- **ACTIVITY**
All of the entries must appear again exactly as written.

(Referring expression pointing data)
- - - - -

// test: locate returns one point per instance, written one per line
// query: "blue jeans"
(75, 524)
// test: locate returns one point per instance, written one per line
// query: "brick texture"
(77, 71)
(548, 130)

- - - - -

- **RESULT BELOW**
// test: locate returns one point per instance, written one per line
// query: "blue jeans"
(75, 524)
// test: locate returns one point per instance, written one per line
// query: "brick texture"
(77, 71)
(548, 130)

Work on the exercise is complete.